> _PROBLEM DESCRIPTION_
Copy the Docker host browser design text from "The default host-browser" up to and including "cross-connector fingerprint/cookie contamination.", changing "daily Chrome" to "everyday Chrome" everywhere in that span.

> _PROVIDED TEXT_
--*--

Design Host Browser Bridge For Docker

Created Updated openspec/changes/design-host-browser-bridge-for-docker/design.mdView on GitHub →

Owner Decision

Short-term Docker interaction support is specifically host browser control:

  • The connector/runtime may run in Docker.
  • The visible headed browser runs on the user's host machine.
  • The user interacts with a normal desktop browser window.
  • Docker connects to that host browser through an explicitly configured local bridge.

This change SHALL NOT pursue noVNC, WebRTC, or browser streaming for the short-term local-device tranche. Remote browser streaming remains a separate future deployment question.

Profile Posture

The default host-browser bridge SHALL use dedicated PDPP host profiles, not the user's daily Chrome profile.

Recommended default:

~/.pdpp/profiles/<connector-or-subject>/

This is the same profile root and naming convention already used by packages/polyfill-connectors/src/browser-launch.ts, so the native and Docker paths share storage. Each profile is independent; concurrent runs across different profile names are safe; concurrent runs against the same profile name are single-writer (Chromium constraint).

Rationale:

  • Preserves cookies and trusted-device state across connector runs.
  • Avoids giving connector code access to all of the owner's daily Chrome cookies and sessions.
  • Reduces cross-connector fingerprint/cookie contamination.
  • Avoids lock collisions with the user's already-running daily Chrome.
  • Leaves room for future multi-account profile keys.

The user's actual Chrome profile may be a documented, explicit escape hatch for local debugging or one-off bootstrap. It MUST NOT be the default because it broadens the trust boundary, exposes every cookie and signed-in tab to the connector, and risks mutating the daily browser profile.

--*--

> _RAW DATA_

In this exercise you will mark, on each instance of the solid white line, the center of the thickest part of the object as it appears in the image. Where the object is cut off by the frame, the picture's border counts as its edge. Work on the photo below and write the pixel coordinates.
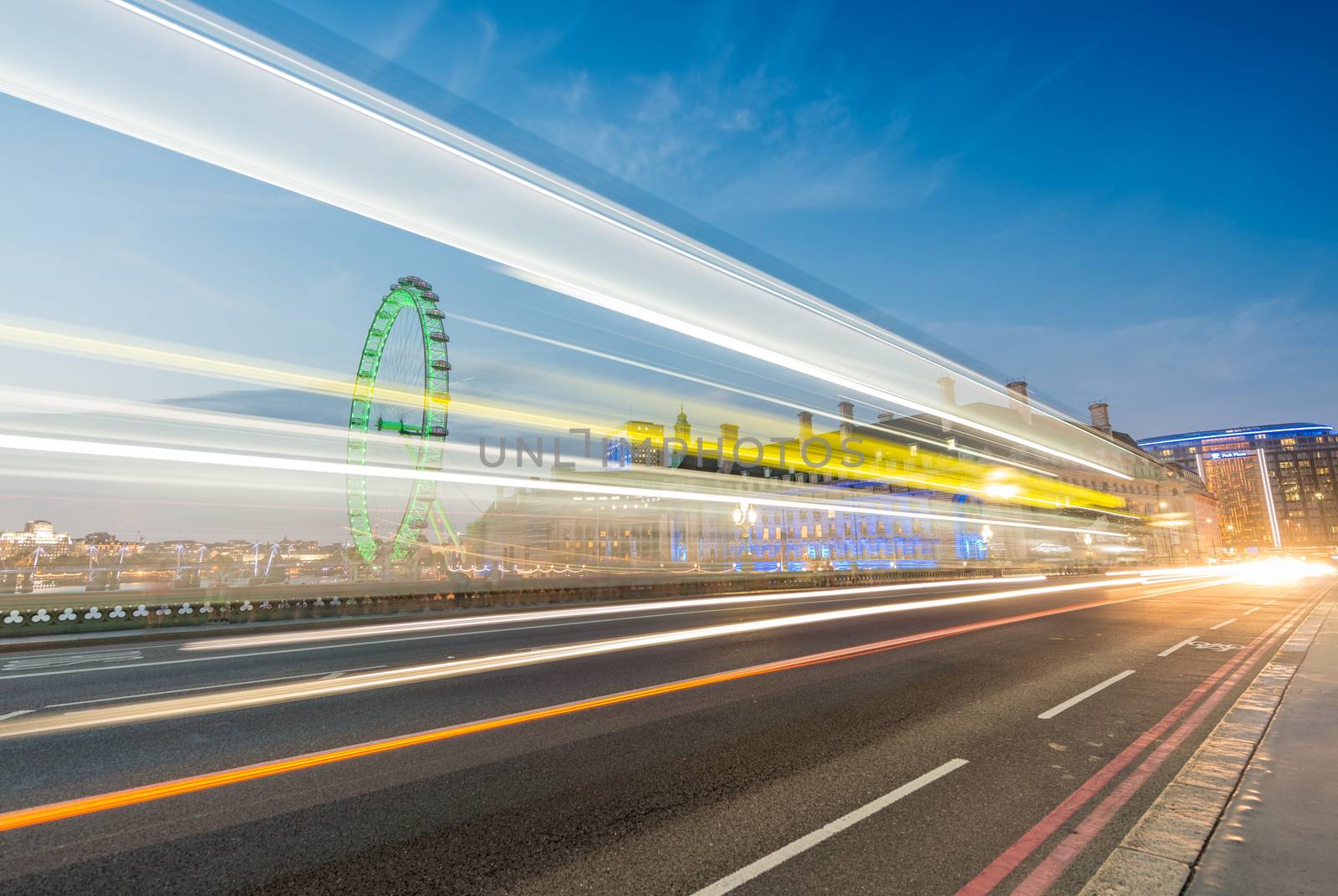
(231, 684)
(1172, 649)
(913, 605)
(830, 829)
(1075, 701)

--*--

> _EXERCISE SOLUTION_
The default host-browser bridge SHALL use dedicated PDPP host profiles, not the user's everyday Chrome profile.

Recommended default:

~/.pdpp/profiles/<connector-or-subject>/

This is the same profile root and naming convention already used by packages/polyfill-connectors/src/browser-launch.ts, so the native and Docker paths share storage. Each profile is independent; concurrent runs across different profile names are safe; concurrent runs against the same profile name are single-writer (Chromium constraint).

Rationale:

  • Preserves cookies and trusted-device state across connector runs.
  • Avoids giving connector code access to all of the owner's everyday Chrome cookies and sessions.
  • Reduces cross-connector fingerprint/cookie contamination.